● TEXTO DE ORIGEM
::::

Briga, agora, será pela distribuição de forças entre aliados e rivais de Bolsonaro dentro da CPI
Rafael Moreira*, O Estado de S.Paulo
Na política brasileira, o timing de cada novo fato político define qual será a consequência daquele determinado acontecimento. Nesse sentido, a criação da CPI da Covid chega no pior momento possível para o governo federal, no qual os índices de popularidade do presidente Bolsonaro estão em queda, o isolamento político do País já se tornou um fato consumado (com desdobramentos inclusive sanitários), e o dilema economia versus saúde no combate à pandemia já se mostrou falso, pois a recuperação econômica só virá após a vacinação em massa. Se o Brasil estivesse em um governo dentro da normalidade democrática, as consequências seriam mais previsíveis, e a instauração de um processo de impeachment seria algo esperado dentro do horizonte de possibilidades, considerando as inúmeras evidências de que o governo federal atuou para a disseminação do vírus, e não para o seu combate.
Entretanto, o revezamento entre reuniões presenciais e virtuais por parte da CPI irá dificultar a capacidade de articulação política dos parlamentares que a integram. Ademais, o medo da pandemia impede que haja um movimento de massa nas ruas, seja exigindo um avanço no processo de vacinação, seja pressionando os parlamentares para que os crimes de responsabilidade por parte do Presidente da República e dos integrantes do seu governo durante a pandemia sejam apurados.
É fato que alguns analistas têm repetido que “trata-se do começo do fim do governo Bolsonaro”, mas é preciso cautela nessa leitura, que reaparece de tempos em tempos, desde a saída de Sérgio Moro do governo federal. O bolsonarismo tem uma alta capacidade de reorganização interna e de criação de novas narrativas para combater qualquer ameaça que abreviem o atual mandato. O potencial de estrago, porém, está dado. A briga, agora, será pela distribuição de forças entre aliados e rivais de Bolsonaro dentro da CPI.

::::

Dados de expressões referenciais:
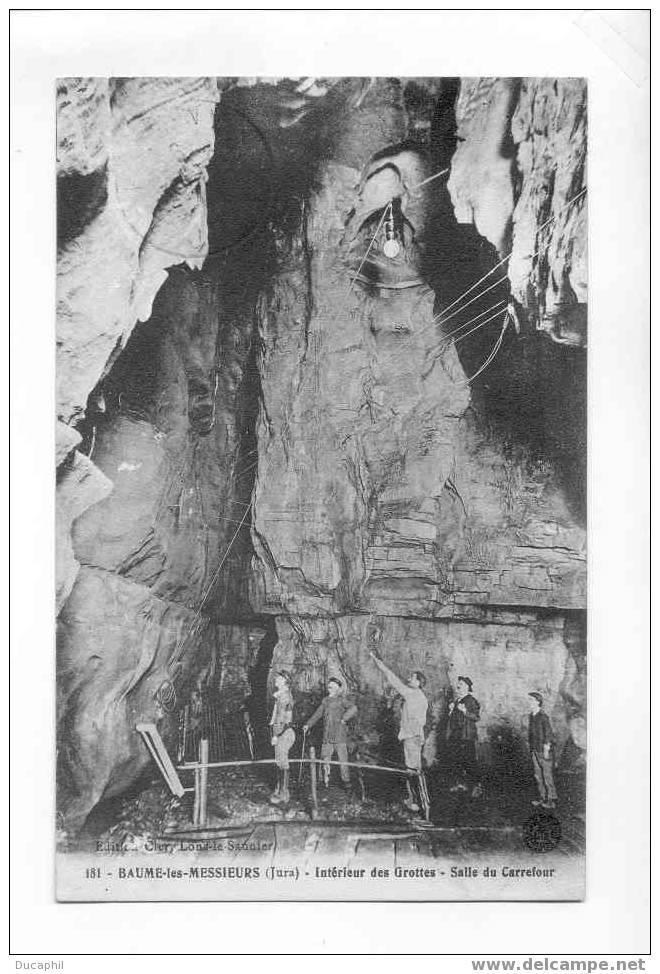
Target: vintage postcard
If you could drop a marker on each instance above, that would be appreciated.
(321, 484)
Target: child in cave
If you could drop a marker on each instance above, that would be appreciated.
(282, 735)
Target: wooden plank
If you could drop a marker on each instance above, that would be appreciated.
(154, 742)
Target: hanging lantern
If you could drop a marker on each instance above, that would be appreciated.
(392, 258)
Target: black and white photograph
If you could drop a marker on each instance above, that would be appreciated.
(321, 488)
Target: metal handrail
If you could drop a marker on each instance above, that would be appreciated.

::::

● TRABALHO SOLICITADO
(1) Segundo o texto sobre a CPI da Covid, quais circunstâncias fazem a criação da comissão chegar no pior momento possível para o governo federal? Liste todas.
(2) Transcreva do texto sobre a CPI da Covid o trecho que começa nas palavras "É fato que alguns" e termina logo após "dentro da CPI.".

● LISTA DE SOLUÇÕES
(1)
- Os índices de popularidade do presidente Bolsonaro estão em queda.
- O isolamento político do País já se tornou um fato consumado, com desdobramentos inclusive sanitários.
- O dilema economia versus saúde no combate à pandemia já se mostrou falso, pois a recuperação econômica só virá após a vacinação em massa.

(2)
É fato que alguns analistas têm repetido que “trata-se do começo do fim do governo Bolsonaro”, mas é preciso cautela nessa leitura, que reaparece de tempos em tempos, desde a saída de Sérgio Moro do governo federal. O bolsonarismo tem uma alta capacidade de reorganização interna e de criação de novas narrativas para combater qualquer ameaça que abreviem o atual mandato. O potencial de estrago, porém, está dado. A briga, agora, será pela distribuição de forças entre aliados e rivais de Bolsonaro dentro da CPI.